(Position annotation records)
|---|

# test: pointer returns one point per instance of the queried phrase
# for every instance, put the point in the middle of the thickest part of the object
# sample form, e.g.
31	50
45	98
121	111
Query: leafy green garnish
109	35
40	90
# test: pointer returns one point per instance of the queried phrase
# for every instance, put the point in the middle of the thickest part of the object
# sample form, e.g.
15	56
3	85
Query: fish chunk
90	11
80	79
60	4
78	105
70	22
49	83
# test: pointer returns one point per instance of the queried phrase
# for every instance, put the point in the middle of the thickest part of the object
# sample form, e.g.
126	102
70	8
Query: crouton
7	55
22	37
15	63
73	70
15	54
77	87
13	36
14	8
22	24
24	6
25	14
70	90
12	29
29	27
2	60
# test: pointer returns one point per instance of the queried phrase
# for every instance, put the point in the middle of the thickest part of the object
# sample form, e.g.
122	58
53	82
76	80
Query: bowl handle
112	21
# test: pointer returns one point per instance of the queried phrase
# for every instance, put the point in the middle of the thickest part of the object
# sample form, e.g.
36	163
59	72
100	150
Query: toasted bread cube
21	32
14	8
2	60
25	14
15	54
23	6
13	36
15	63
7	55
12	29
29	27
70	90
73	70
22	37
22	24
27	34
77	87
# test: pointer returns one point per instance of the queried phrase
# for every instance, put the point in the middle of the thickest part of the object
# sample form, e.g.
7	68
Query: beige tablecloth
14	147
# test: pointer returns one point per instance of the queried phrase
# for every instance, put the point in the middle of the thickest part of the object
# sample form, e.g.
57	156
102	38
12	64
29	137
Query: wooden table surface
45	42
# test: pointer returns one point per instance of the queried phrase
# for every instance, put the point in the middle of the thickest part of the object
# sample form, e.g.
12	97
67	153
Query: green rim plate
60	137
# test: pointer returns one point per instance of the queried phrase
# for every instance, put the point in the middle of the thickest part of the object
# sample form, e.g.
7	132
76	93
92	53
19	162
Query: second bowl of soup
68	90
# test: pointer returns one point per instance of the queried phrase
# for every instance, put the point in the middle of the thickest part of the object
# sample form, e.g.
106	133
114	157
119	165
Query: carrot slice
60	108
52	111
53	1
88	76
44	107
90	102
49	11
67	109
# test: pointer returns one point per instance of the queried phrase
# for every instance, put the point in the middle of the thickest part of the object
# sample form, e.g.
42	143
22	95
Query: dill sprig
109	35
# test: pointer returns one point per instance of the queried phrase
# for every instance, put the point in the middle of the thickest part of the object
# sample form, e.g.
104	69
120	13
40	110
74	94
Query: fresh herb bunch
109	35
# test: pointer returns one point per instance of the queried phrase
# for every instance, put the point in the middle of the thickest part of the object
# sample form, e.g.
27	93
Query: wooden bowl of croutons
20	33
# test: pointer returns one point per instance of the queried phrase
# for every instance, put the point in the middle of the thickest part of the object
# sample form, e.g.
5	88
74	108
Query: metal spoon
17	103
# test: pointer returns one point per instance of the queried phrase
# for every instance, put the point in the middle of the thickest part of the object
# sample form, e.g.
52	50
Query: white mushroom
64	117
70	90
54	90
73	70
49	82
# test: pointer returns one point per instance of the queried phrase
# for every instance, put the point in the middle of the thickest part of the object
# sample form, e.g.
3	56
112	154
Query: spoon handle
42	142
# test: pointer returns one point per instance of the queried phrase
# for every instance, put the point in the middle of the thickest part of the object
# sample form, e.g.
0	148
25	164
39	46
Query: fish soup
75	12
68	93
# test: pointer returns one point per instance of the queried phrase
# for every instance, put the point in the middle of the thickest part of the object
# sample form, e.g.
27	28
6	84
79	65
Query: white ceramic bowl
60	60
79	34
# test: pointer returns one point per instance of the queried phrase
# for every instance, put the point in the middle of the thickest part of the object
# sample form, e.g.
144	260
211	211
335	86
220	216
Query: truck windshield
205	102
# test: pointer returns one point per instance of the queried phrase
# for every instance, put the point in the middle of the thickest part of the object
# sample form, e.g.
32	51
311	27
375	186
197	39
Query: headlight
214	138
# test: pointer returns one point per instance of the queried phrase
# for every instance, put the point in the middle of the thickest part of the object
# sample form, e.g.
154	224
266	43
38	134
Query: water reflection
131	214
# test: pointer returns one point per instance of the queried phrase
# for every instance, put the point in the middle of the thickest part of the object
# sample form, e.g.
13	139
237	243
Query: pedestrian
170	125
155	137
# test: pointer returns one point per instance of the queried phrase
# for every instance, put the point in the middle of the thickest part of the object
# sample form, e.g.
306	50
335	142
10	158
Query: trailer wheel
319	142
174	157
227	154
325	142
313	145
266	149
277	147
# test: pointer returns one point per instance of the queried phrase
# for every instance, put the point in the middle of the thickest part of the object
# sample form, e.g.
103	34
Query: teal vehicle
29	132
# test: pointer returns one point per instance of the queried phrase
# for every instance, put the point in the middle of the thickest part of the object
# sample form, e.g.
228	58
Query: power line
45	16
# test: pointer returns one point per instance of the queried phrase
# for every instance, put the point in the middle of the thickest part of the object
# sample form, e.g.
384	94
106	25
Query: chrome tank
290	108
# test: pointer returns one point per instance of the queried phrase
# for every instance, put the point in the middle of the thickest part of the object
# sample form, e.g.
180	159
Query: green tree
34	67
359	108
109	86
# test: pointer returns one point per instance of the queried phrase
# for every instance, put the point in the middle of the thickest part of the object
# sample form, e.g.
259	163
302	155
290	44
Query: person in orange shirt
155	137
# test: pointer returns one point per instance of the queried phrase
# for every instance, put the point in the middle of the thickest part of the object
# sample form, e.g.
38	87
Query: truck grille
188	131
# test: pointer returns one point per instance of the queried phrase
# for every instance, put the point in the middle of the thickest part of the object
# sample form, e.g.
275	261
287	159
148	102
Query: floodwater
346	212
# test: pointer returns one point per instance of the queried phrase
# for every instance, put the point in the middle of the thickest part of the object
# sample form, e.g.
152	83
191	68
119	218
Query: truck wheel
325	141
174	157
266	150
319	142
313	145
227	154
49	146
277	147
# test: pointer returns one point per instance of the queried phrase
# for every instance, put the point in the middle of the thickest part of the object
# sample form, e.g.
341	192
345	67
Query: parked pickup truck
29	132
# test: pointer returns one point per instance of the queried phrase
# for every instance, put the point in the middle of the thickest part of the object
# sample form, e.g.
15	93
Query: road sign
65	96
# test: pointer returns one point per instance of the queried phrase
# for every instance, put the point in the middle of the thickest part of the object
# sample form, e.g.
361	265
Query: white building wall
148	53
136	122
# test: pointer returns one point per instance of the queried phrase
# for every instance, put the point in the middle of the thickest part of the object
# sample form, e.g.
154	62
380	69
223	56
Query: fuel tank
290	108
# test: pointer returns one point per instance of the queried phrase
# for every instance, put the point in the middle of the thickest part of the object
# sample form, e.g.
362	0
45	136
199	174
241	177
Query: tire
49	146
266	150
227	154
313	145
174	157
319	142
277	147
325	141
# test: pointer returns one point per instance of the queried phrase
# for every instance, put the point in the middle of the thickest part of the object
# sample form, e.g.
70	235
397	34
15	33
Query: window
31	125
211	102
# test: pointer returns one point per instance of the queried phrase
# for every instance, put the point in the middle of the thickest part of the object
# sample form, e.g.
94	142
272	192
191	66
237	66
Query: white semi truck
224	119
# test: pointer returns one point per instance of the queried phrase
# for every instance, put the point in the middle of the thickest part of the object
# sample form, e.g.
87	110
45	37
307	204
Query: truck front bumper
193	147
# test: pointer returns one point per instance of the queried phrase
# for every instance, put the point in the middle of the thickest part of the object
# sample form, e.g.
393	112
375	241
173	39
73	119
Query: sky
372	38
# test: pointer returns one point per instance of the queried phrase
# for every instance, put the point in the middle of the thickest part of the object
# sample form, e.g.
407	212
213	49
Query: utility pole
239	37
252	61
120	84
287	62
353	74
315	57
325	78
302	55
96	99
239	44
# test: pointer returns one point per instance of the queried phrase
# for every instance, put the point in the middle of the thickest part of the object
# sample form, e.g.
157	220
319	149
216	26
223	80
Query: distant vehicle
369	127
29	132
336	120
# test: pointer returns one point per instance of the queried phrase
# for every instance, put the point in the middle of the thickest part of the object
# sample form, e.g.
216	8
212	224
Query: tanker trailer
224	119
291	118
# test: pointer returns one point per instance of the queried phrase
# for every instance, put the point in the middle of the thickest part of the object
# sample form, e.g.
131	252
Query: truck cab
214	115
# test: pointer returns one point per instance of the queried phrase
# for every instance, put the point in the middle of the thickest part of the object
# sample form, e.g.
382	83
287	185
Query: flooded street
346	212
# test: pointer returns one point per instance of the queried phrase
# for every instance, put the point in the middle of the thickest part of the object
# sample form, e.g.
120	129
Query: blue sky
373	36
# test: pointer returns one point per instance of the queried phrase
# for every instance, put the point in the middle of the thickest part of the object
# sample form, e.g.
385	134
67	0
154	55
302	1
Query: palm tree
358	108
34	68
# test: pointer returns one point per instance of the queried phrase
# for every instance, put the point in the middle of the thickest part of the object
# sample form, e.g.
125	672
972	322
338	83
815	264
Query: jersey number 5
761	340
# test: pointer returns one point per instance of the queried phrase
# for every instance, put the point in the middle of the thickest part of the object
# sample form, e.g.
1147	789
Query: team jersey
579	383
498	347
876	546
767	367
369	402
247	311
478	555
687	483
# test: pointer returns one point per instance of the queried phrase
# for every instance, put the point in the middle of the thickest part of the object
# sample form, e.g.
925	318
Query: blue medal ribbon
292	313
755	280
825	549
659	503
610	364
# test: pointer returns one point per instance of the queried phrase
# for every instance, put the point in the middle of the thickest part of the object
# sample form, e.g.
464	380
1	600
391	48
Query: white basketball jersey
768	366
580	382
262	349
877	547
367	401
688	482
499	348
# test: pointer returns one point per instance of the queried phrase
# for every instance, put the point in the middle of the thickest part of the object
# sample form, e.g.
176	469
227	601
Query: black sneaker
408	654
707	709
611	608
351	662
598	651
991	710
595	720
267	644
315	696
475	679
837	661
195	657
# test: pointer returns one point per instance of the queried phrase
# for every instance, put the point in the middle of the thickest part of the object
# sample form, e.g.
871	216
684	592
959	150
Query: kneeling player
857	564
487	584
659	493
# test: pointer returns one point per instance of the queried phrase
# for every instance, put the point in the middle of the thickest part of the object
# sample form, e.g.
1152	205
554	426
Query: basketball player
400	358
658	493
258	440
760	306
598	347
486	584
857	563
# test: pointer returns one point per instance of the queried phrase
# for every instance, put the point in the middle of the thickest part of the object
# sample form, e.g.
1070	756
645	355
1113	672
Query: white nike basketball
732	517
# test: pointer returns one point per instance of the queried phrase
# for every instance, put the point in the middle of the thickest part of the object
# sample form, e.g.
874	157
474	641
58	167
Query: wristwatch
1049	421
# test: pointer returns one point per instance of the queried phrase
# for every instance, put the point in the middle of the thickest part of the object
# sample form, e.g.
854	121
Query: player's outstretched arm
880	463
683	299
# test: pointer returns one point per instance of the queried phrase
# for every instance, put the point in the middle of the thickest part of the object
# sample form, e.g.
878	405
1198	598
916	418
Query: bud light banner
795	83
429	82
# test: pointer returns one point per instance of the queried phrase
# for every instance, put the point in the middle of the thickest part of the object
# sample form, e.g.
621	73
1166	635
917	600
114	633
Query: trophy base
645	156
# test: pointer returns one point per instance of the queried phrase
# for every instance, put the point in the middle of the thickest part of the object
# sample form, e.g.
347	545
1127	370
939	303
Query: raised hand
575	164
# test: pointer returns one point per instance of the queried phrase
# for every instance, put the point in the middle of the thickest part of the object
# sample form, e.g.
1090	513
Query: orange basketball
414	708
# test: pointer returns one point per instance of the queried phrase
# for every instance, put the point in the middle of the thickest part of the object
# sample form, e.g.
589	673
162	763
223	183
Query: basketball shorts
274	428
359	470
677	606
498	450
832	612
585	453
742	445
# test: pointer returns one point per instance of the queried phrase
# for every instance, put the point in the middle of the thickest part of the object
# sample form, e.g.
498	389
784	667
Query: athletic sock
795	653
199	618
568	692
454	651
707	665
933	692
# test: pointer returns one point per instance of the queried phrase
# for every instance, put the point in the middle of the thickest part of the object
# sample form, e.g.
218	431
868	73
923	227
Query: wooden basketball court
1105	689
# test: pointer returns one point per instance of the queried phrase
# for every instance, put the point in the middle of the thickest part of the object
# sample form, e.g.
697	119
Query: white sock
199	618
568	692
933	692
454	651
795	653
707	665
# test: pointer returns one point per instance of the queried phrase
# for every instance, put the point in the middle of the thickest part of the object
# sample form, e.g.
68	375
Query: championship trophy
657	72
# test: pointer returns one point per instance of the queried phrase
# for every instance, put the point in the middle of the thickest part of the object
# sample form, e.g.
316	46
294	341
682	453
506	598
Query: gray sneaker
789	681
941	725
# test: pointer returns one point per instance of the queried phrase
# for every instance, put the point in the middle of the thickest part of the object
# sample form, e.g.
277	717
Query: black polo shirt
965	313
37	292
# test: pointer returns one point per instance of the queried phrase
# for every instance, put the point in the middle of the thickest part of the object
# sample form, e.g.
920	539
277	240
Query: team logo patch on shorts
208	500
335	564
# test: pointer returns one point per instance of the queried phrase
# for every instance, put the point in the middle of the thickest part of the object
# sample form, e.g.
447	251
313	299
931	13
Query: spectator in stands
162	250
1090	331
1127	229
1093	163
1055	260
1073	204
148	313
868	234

|---|

GIVEN REQUEST =
Which lines above contain the string "truck"? Return each one, matching case exactly.

WRITTEN ANSWER =
Query: truck windshield
Query: truck grille
Query: truck wheel
Query: parked pickup truck
Query: white semi truck
Query: truck front bumper
Query: truck cab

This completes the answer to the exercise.